Z powrotem na ziemi

W pierwszym meczu turnieju Polska przegrała z Chorwacją 27:32. Dzisiaj o 20.15 spotkanie ze Słowenią

Publikacja: 18.01.2008 03:55

Z powrotem na ziemi

Foto: AFP

Ten mecz miał dać odpowiedź na pytanie, czy zapowiedzi polskich piłkarzy, że do Norwegii przyjeżdżają po złoto, mają jakieś pokrycie w faktach. Drużyna prowadzona przez Bogdana Wentę przez 51 minut dotrzymywała kroku mistrzom olimpijskim, chwilami nawet prowadziła, jednak nie więcej niż jedną bramką.

Później jednak nie wykorzystała gry w przewadze, co w spotkaniu z tak klasowym rywalem musiało się zemścić. Chorwaci większość goli rzucili ze środkowej części boiska, czyli z miejsca, w którym obrona Polaków miała być szczególnie uważna.

– To nie jest jeszcze koniec świata, ale w kluczowym momencie popełniliśmy dwa błędy i pozwoliliśmy przeciwnikom uciec na kilka bramek – mówił po ostatnim gwizdku Mariusz Jurasik, który wspólnie z kapitanem Grzegorzem Tkaczykiem wziął na siebie odpowiedzialność prowadzenia gry w pierwszej połowie. W całym meczu zdobył aż 11 goli, po jego akcjach rywale często bezradnie rozkładali ręce.

- Twoje zadania
A - Odpowiedz na podstawie relacji z meczu Polski z Chorwacją na poniższe pytania:
(i) Jakim wynikiem zakończył się mecz Polski z Chorwacją?
(ii) Przez ile minut drużyna Bogdana Wenty dotrzymywała kroku mistrzom olimpijskim?
(iii) Ile goli zdobył w całym meczu Mariusz Jurasik?
B - Kontynuuj relację z meczu Polski z Chorwacją, zaczynając od miejsca po jej ostatnim zdaniu.

- Sekcja danych
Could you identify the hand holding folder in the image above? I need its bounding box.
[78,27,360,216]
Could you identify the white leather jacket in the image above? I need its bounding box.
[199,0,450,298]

- Wyniki końcowe
A -
(i) Polska przegrała z Chorwacją 27:32.
(ii) Przez 51 minut.
(iii) Zdobył 11 goli.

B -
W starciu z drużyną, o której mówi się, że ma najlepszą obronę na świecie, Polacy nie wypadli źle. Ich ataki często rozbijał wysunięty olbrzymi Igor Vori, jednak i jego udawało się przechytrzyć. Gorzej było jednak z bronieniem dostępu do własnej bramki. Pretensje do kolegów o trzymanie nisko rąk miał nawet bramkarz Sławomir Szmal.

Inna sprawa, że każdą sporną sytuację sędziowie rozstrzygali na korzyść Chorwatów, Polacy otrzymali aż osiem dwuminutowych kar. – Dyskutowanie z arbitrami nie miało sensu. Nasi rywale to uznana marka, Polaków ceni się dużo niżej – mówił Wenta.

Chorwacka szansa na triumf w całym turnieju nazywa się Ivano Balić. Dwukrotnie wybierany na najlepszego zawodnika świata, przeciwko Polakom zagrał po zaledwie kilku treningach, z nie do końca wyleczoną kontuzją. Tak jak Zinedine Zidane w piłce nożnej – nie wykonuje zbędnych ruchów, porusza się po boisku z gracją.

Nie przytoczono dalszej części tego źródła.